>>>

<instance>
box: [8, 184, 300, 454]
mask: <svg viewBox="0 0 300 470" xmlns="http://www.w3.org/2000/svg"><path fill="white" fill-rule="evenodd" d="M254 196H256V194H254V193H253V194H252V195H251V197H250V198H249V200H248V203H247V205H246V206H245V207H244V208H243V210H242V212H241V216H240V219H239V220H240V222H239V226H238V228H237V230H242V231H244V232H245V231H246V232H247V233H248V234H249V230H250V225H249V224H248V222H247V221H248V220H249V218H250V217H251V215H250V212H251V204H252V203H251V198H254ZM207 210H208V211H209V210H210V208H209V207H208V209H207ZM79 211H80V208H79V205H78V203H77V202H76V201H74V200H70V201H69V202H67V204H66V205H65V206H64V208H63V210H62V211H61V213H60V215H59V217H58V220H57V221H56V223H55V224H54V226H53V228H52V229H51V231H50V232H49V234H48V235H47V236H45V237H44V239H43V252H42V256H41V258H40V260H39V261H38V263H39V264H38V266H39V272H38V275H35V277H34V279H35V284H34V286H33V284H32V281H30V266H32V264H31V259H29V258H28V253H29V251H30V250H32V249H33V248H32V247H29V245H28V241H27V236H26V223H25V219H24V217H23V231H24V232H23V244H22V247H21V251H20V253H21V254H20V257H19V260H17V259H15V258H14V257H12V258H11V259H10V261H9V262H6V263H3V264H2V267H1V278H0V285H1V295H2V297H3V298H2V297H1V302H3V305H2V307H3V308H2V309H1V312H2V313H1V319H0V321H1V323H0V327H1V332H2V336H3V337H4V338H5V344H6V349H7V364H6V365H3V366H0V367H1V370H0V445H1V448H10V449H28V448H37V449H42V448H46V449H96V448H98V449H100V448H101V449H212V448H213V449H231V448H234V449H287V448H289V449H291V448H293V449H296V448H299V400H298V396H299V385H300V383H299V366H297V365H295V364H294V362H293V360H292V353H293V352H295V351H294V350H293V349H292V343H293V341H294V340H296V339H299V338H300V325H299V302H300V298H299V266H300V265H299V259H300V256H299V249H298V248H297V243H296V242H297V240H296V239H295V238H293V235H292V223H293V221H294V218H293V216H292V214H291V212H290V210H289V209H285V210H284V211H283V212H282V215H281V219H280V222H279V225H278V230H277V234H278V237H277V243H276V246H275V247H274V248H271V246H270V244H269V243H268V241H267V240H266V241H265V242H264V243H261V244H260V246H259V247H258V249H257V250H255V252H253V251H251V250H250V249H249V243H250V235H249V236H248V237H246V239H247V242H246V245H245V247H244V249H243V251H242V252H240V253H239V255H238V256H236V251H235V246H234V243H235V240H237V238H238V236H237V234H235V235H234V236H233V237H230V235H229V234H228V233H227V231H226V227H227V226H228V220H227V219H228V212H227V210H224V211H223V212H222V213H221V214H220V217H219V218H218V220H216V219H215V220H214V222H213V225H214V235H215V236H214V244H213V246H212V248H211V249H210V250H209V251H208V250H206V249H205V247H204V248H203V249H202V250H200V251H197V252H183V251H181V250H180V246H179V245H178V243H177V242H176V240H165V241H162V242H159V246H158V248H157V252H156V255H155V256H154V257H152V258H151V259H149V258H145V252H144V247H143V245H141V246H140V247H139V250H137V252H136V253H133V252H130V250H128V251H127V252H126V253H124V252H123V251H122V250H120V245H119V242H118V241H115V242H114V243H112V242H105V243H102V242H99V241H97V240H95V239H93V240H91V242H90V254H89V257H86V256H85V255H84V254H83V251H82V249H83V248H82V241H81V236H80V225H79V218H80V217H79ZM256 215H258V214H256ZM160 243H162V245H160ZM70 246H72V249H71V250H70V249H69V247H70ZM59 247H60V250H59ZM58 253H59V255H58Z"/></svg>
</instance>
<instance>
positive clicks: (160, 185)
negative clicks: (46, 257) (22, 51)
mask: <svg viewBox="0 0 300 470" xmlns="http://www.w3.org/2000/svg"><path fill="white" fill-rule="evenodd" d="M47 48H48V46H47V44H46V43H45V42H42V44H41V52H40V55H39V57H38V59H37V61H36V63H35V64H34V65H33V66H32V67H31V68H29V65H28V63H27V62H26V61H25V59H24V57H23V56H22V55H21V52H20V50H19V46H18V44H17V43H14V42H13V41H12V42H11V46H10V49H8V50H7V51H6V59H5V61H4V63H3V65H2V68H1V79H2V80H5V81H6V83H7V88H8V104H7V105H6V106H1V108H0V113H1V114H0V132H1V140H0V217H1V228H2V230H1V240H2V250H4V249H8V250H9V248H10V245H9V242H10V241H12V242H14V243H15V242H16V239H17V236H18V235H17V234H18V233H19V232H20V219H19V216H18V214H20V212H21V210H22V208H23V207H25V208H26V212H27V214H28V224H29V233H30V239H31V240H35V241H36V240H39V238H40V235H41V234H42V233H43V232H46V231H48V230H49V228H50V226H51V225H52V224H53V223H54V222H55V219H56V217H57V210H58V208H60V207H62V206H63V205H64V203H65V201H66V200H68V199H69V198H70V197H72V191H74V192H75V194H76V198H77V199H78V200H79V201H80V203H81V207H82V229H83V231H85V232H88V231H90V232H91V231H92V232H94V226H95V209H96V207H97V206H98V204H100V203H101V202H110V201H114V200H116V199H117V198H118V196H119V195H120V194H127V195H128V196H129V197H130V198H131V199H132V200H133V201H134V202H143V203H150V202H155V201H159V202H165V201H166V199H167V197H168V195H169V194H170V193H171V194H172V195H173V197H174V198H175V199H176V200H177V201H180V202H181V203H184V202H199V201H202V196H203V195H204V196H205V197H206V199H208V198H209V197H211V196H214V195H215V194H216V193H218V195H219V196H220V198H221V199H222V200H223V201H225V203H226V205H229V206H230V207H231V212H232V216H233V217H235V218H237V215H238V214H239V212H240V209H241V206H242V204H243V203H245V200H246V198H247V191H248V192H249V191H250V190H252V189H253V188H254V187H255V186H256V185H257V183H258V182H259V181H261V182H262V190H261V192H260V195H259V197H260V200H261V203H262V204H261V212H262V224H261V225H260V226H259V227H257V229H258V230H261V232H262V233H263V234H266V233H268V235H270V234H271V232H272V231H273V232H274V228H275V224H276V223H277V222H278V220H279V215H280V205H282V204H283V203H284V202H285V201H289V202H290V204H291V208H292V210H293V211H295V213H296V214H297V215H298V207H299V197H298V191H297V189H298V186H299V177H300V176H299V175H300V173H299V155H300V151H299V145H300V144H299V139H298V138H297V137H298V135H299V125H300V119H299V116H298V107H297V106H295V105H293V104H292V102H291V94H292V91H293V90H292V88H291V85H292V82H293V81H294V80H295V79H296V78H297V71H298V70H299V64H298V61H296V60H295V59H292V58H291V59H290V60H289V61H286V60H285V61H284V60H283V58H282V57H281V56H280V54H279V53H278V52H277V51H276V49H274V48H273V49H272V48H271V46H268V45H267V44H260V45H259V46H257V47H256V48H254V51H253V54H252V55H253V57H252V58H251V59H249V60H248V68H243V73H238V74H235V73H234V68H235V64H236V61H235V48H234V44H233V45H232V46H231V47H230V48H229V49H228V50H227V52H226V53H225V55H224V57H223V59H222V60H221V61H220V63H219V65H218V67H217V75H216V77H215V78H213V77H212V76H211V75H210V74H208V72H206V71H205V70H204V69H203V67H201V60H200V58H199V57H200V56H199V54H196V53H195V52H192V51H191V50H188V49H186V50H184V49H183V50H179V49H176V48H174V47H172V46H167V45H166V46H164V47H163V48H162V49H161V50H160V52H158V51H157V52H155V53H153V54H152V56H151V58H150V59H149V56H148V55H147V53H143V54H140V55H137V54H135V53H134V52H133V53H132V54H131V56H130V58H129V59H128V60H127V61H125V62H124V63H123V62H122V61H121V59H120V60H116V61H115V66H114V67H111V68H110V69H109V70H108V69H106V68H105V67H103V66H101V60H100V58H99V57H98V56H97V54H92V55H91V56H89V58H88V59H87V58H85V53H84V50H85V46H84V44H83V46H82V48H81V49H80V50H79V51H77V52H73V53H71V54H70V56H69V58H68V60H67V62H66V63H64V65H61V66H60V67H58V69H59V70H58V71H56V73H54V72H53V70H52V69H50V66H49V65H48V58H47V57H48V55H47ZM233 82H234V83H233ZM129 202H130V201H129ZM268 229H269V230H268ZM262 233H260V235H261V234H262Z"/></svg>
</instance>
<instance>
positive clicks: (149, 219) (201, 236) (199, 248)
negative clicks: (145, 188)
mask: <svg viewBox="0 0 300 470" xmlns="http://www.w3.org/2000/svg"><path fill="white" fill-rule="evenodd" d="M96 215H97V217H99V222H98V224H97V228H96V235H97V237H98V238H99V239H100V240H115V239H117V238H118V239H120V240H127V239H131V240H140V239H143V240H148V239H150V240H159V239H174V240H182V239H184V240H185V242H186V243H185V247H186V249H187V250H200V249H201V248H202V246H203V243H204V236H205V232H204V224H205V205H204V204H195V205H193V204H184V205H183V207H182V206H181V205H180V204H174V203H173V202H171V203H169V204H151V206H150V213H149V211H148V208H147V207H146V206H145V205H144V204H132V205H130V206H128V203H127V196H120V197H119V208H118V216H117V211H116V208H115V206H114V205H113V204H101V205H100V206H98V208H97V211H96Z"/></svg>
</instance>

<<<

§ What you will do
Count the lines of the entries above that contain the string "negative", treating uppercase and lowercase as different, and reply with that number alone.

§ Answer to this problem
2